--- EXTRACTED RECORDS ---

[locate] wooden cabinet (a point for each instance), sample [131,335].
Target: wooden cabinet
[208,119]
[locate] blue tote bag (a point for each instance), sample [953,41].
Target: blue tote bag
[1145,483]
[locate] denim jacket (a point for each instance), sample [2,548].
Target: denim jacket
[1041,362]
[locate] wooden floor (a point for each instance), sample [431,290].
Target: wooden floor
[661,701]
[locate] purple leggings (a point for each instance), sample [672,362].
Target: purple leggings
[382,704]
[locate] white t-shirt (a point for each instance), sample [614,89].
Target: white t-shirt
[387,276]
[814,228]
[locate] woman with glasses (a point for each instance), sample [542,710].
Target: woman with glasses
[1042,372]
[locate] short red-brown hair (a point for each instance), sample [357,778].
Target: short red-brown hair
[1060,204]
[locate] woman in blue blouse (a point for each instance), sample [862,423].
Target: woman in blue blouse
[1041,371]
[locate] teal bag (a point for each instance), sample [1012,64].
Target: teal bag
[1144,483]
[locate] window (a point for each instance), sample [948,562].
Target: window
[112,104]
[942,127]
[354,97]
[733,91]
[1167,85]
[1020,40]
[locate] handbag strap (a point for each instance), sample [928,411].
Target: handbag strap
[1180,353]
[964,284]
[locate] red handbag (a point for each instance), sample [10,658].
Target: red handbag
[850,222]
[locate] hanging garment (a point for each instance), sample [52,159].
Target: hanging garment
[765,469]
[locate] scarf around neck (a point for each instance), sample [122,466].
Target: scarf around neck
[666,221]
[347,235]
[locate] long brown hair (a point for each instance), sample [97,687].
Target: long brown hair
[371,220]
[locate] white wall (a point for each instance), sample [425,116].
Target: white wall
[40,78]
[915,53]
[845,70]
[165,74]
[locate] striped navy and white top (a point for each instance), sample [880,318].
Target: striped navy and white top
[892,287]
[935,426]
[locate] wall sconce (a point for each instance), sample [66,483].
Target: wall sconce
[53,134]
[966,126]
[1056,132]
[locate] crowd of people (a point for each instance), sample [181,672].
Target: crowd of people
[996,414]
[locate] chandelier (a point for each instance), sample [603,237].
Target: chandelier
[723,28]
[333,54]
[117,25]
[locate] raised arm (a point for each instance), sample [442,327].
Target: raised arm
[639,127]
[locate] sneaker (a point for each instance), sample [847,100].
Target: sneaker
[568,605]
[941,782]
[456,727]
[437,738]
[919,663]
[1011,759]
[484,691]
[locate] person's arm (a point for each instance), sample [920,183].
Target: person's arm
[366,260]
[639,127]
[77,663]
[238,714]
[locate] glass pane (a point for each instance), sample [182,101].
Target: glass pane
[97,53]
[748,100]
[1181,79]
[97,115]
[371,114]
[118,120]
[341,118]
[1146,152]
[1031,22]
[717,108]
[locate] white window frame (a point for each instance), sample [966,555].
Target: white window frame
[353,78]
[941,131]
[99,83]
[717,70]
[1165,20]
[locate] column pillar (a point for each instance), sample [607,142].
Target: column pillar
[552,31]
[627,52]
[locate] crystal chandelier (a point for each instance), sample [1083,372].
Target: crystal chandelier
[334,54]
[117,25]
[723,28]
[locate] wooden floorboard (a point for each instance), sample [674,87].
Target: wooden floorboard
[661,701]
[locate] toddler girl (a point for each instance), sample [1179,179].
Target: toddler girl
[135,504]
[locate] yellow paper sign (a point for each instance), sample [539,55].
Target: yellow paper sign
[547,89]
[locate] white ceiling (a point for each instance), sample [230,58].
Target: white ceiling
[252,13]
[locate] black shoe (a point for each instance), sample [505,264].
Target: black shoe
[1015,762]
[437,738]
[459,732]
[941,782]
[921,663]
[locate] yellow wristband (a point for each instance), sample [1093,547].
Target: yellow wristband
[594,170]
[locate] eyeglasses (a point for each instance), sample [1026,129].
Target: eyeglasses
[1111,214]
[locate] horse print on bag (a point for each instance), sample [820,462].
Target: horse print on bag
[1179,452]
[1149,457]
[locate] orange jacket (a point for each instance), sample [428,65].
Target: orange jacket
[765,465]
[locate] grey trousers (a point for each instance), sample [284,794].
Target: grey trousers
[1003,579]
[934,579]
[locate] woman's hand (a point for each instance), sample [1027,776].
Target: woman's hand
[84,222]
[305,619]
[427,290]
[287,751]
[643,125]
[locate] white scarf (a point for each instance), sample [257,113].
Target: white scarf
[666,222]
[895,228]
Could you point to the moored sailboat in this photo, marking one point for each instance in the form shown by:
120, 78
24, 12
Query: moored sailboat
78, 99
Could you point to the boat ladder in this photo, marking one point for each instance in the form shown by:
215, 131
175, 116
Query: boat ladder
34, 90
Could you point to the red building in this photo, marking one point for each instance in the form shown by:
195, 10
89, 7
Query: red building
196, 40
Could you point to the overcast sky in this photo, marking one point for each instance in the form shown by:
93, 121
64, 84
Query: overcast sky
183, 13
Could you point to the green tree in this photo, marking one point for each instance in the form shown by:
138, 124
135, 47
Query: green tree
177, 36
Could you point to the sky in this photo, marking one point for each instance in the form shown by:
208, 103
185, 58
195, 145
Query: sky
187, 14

---

* PROBLEM TO WORK ON: Rewrite the listing above with every "Query" swapped for "Label", leaving everything else unchanged.

* ANSWER FOR THIS EXERCISE:
[locate] wooden cabinet (a point for each instance), sample [131,335].
Target: wooden cabinet
[208,119]
[locate] blue tote bag (a point for each instance), sample [953,41].
Target: blue tote bag
[1145,483]
[locate] denim jacket (a point for each instance), sample [2,548].
Target: denim jacket
[1041,362]
[locate] wooden floor (a point for each instance), sample [431,290].
Target: wooden floor
[661,701]
[locate] purple leggings (a point for each instance), sample [672,362].
Target: purple leggings
[382,704]
[locate] white t-shirt (a point for each instance), sample [614,89].
Target: white t-shirt
[387,276]
[814,228]
[locate] woman with glasses (a point for each instance), sample [542,710].
Target: woman with glasses
[1042,372]
[locate] short red-brown hair (a point for each instance), sample [357,778].
Target: short red-brown hair
[1060,204]
[locate] woman in blue blouse (a point for each instance), sample [862,423].
Target: woman in blue blouse
[1041,371]
[locate] teal bag (a point for each instance), sample [1012,64].
Target: teal bag
[1144,483]
[locate] window (a point for each instance), sample [948,562].
Target: window
[112,104]
[942,127]
[354,97]
[733,91]
[1167,85]
[1020,40]
[locate] handbag strap (a point for each instance), sample [928,411].
Target: handbag strap
[1180,353]
[964,284]
[locate] red handbag (a point for each instance), sample [10,658].
Target: red handbag
[850,222]
[locate] hanging garment (a point for each instance), sample [52,159].
Target: hanging garment
[765,469]
[locate] scarf around neck (a point for each instance), sample [122,466].
Target: scarf around neck
[666,221]
[347,235]
[locate] long brown hair (a point for each instance), sample [97,687].
Target: long brown hair
[371,220]
[locate] white wall (a point for each instance), sample [425,116].
Target: white wall
[40,78]
[915,53]
[845,70]
[165,74]
[locate] striped navy and white top (a point for each instance), sample [880,318].
Target: striped navy and white top
[892,287]
[935,426]
[locate] wall sconce (a point for each instance), sample [66,483].
Target: wall sconce
[53,134]
[966,126]
[1056,132]
[locate] crowd of people (a point for each instance), sample [181,672].
Target: crowd of people
[996,414]
[locate] chandelier (a point for each instance), sample [603,237].
Target: chandelier
[723,28]
[333,54]
[117,25]
[locate] raised arm (a point for each instance), sample [442,327].
Target: raised arm
[639,127]
[locate] sneaker (a point for each instance), sample [847,100].
Target: sneaker
[568,605]
[941,782]
[456,727]
[437,738]
[919,663]
[1011,759]
[484,691]
[locate] person's arm (a point for each instance), sample [920,183].
Target: person's arm
[366,260]
[639,127]
[77,663]
[238,714]
[locate] glass pane (a point for each instance), sample [182,101].
Target: glass pane
[97,53]
[748,100]
[1181,79]
[97,115]
[371,114]
[118,120]
[341,118]
[1146,152]
[1031,22]
[717,108]
[locate] white window frame (a point for each instance), sample [966,555].
Target: white window frame
[353,78]
[941,131]
[99,83]
[717,70]
[1165,20]
[locate] column pillar (a point for each instance), sample [607,142].
Target: column pillar
[552,31]
[627,52]
[locate] crystal chandelier (a point for each instance), sample [1083,372].
Target: crystal chandelier
[334,54]
[117,25]
[723,28]
[locate] wooden floorboard (a point for each instance), sample [674,87].
Target: wooden floorboard
[661,701]
[locate] toddler girl (a point for each instance), sample [1179,179].
Target: toddler girl
[135,504]
[locate] yellow paper sign (a point for each instance), sample [539,55].
Target: yellow paper sign
[547,89]
[locate] white ceiling (a point for each instance), sample [230,58].
Target: white ceiling
[252,13]
[locate] black shoe (a point for each instance), sample [505,264].
Target: black shoe
[1015,762]
[437,738]
[459,732]
[941,782]
[921,663]
[locate] yellow wristband (a point for each instance), sample [1093,547].
Target: yellow wristband
[594,170]
[locate] eyeglasses (a point for each instance), sample [1026,129].
Target: eyeglasses
[1111,214]
[locate] horse print on bag (a point for each instance), sample [820,462].
Target: horse print on bag
[1179,452]
[1149,457]
[locate] orange jacket (a point for each instance), sample [428,65].
Target: orange jacket
[765,465]
[locate] grey trousers (a point for each instance), sample [284,794].
Target: grey trousers
[1003,579]
[934,579]
[locate] woman's hand (a point for each instance), sample [1027,776].
Target: woman's hand
[84,222]
[305,619]
[427,290]
[287,751]
[643,125]
[locate] white scarf (a point for each instance), sample [257,113].
Target: white scarf
[666,222]
[895,228]
Could you point to the moored sailboat in this photo, marking one point for each instance in the form shown by:
120, 78
24, 12
Label: moored sailboat
78, 99
Could you point to the boat ladder in this photo, marking one point for each instance in the form shown by:
215, 131
175, 116
Label: boat ladder
34, 90
Could you point to the red building in this photo, marking one point for each instance in the form shown by:
195, 10
89, 7
Label: red building
196, 40
Could you point to the overcast sky in this photo, marking one point for each instance in the form shown by:
93, 121
64, 84
Label: overcast sky
183, 13
Could you point to the green tree in this photo, marking one point for each instance in the form shown by:
138, 124
135, 47
Label: green tree
177, 36
Could you point to the sky in this photo, marking one point for each instance in the form shown by:
208, 103
185, 58
195, 145
Label: sky
187, 14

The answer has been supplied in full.